(What needs to be done):
Your task is to reproduce exactly the lines from the line with "Run detection on speckled" through the end of the records below.

(Extracted material):
** Begin **

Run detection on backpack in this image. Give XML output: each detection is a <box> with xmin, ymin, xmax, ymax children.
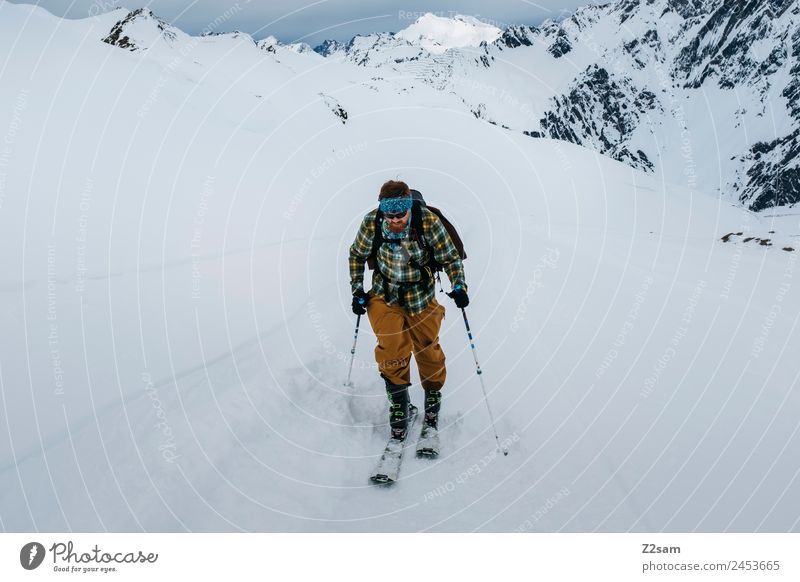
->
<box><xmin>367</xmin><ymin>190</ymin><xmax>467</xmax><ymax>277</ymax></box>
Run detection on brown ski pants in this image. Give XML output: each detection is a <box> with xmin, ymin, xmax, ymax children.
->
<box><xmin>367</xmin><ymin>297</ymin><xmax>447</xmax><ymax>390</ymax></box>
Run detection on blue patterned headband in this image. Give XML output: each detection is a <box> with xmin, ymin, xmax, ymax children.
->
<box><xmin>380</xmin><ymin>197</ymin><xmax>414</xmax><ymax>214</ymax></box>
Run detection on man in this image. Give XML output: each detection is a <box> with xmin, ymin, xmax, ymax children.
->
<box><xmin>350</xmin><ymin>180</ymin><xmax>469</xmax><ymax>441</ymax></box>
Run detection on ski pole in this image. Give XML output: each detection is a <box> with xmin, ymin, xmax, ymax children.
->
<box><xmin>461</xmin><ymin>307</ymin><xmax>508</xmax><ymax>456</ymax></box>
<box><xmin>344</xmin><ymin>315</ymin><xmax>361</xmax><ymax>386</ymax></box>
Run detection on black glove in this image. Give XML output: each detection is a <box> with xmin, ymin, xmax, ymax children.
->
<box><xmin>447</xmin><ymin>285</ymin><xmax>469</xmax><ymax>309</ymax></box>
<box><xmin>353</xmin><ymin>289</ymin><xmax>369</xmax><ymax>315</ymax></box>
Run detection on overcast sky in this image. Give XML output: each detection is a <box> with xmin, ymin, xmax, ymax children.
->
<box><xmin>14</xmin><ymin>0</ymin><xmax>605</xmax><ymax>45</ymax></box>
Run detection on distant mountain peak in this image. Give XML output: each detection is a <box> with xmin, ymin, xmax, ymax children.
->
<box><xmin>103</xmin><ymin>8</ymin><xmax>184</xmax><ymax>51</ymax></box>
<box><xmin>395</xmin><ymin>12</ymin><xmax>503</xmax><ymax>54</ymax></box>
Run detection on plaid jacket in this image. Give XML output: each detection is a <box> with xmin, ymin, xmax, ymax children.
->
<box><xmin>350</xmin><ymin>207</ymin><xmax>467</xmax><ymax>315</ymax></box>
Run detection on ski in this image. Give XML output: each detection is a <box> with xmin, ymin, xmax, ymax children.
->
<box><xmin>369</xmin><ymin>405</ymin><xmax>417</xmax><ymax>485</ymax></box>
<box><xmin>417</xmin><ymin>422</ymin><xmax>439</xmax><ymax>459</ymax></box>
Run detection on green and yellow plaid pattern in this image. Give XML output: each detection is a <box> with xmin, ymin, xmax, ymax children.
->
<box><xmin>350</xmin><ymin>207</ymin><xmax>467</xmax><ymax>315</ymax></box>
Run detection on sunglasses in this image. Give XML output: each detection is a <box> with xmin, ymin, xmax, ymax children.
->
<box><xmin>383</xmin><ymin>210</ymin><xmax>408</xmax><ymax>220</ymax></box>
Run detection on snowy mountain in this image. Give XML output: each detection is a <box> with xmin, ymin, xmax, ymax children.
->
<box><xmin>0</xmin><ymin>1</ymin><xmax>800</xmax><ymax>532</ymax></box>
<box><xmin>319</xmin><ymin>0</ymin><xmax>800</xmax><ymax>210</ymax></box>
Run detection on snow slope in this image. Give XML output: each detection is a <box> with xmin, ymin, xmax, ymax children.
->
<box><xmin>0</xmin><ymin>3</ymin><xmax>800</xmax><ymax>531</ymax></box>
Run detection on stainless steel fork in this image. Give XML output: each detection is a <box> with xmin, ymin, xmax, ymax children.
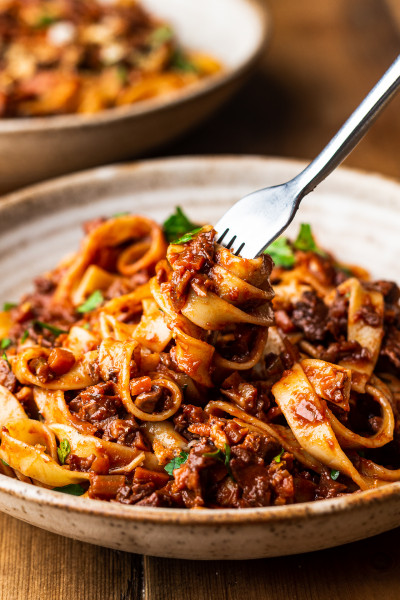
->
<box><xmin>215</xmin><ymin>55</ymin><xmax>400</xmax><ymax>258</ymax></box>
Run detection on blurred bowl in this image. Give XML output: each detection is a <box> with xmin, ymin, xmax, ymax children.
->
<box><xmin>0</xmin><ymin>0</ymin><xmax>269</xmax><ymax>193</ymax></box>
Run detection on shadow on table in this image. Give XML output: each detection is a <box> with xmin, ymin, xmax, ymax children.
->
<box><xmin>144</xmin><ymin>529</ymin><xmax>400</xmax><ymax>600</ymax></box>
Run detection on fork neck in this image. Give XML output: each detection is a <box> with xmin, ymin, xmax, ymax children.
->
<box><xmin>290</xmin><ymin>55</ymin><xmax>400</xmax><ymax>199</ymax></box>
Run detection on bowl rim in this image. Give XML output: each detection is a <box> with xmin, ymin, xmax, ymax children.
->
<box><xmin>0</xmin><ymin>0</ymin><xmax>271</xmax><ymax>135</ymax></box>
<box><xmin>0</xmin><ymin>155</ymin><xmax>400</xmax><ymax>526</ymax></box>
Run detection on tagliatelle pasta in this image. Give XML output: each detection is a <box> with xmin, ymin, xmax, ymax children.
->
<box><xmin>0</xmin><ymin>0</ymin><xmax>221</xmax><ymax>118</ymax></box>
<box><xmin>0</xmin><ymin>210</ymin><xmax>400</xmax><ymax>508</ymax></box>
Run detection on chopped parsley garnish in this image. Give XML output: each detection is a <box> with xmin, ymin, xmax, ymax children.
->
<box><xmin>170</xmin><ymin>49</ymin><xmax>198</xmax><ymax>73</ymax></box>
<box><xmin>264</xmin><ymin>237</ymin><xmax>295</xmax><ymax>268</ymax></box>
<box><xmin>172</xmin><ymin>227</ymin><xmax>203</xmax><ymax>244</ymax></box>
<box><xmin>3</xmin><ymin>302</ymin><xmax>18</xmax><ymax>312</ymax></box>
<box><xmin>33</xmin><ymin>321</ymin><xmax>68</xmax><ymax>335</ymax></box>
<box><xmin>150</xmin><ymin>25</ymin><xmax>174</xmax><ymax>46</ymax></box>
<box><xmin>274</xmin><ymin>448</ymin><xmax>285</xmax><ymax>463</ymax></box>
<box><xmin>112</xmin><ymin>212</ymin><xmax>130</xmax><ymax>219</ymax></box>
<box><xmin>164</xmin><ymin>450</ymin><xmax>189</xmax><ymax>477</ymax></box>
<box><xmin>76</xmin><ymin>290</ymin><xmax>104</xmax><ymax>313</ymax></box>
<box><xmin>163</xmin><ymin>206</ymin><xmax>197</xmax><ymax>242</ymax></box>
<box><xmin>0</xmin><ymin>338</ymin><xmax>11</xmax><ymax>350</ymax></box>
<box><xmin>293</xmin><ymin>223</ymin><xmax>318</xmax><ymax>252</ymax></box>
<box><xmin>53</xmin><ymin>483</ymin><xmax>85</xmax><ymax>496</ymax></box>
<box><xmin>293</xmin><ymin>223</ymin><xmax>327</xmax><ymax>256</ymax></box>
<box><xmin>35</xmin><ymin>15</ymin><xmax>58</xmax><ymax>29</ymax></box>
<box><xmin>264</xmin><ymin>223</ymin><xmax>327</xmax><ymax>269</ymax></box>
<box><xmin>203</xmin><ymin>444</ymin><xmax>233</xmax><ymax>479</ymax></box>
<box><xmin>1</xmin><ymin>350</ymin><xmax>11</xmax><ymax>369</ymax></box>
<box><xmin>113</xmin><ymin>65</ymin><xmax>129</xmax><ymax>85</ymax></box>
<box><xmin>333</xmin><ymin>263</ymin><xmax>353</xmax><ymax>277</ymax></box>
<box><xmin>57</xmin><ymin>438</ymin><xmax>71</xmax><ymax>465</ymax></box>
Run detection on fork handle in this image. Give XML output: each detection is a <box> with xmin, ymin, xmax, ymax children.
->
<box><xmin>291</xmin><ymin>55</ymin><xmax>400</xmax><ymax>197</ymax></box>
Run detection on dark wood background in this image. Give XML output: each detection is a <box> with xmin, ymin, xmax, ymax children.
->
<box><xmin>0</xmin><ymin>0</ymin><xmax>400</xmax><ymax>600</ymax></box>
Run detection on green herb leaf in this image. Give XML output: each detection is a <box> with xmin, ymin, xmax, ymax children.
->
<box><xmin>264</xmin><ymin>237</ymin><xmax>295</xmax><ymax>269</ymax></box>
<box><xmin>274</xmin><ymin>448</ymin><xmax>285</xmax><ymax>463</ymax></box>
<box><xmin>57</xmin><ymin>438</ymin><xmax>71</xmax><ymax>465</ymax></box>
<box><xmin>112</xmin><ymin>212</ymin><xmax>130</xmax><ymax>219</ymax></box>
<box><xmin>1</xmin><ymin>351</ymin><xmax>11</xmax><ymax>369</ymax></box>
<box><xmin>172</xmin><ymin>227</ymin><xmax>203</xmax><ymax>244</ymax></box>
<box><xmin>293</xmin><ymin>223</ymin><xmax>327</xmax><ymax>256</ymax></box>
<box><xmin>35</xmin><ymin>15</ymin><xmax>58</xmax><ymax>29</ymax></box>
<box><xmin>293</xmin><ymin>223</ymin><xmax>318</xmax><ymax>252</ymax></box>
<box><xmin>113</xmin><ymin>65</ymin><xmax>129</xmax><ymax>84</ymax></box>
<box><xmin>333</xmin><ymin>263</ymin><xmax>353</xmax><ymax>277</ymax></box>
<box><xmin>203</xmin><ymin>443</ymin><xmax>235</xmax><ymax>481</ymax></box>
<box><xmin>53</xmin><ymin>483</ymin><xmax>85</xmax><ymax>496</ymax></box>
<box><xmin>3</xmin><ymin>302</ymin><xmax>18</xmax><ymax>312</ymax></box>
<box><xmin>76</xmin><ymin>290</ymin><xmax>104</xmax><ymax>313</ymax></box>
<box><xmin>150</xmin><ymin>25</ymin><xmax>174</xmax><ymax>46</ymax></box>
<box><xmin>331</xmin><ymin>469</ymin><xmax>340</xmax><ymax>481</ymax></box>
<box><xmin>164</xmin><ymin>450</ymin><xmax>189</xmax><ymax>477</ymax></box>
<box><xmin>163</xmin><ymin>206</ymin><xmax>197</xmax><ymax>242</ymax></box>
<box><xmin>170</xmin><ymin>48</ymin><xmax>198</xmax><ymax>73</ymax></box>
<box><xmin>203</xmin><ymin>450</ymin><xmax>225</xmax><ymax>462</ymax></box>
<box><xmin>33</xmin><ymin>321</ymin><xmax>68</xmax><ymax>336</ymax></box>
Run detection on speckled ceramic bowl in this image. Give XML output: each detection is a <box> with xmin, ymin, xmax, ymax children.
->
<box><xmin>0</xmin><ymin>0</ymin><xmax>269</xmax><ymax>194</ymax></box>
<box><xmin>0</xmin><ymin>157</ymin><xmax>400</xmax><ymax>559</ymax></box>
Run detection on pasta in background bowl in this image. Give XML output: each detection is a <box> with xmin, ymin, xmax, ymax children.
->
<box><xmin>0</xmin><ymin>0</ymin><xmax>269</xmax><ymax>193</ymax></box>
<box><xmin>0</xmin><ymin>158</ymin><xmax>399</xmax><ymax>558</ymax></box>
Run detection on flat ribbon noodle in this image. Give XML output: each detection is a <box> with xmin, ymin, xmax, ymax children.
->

** End **

(Solved problem):
Run detection on speckled ceramic bowl in this image. Give XML output: each detection is a <box> with xmin, ymin, xmax, ymax children.
->
<box><xmin>0</xmin><ymin>0</ymin><xmax>269</xmax><ymax>194</ymax></box>
<box><xmin>0</xmin><ymin>157</ymin><xmax>400</xmax><ymax>559</ymax></box>
Run detection on pasta in background bowl in this image. Give XML output: each detection is a <box> with xmin, ymin, xmax, ymax children.
->
<box><xmin>0</xmin><ymin>0</ymin><xmax>269</xmax><ymax>193</ymax></box>
<box><xmin>0</xmin><ymin>158</ymin><xmax>399</xmax><ymax>558</ymax></box>
Run detection on flat ribbon noodle in this image. Give XML output: each detection is a <box> with xmin, ymin, xmax, ymax children.
->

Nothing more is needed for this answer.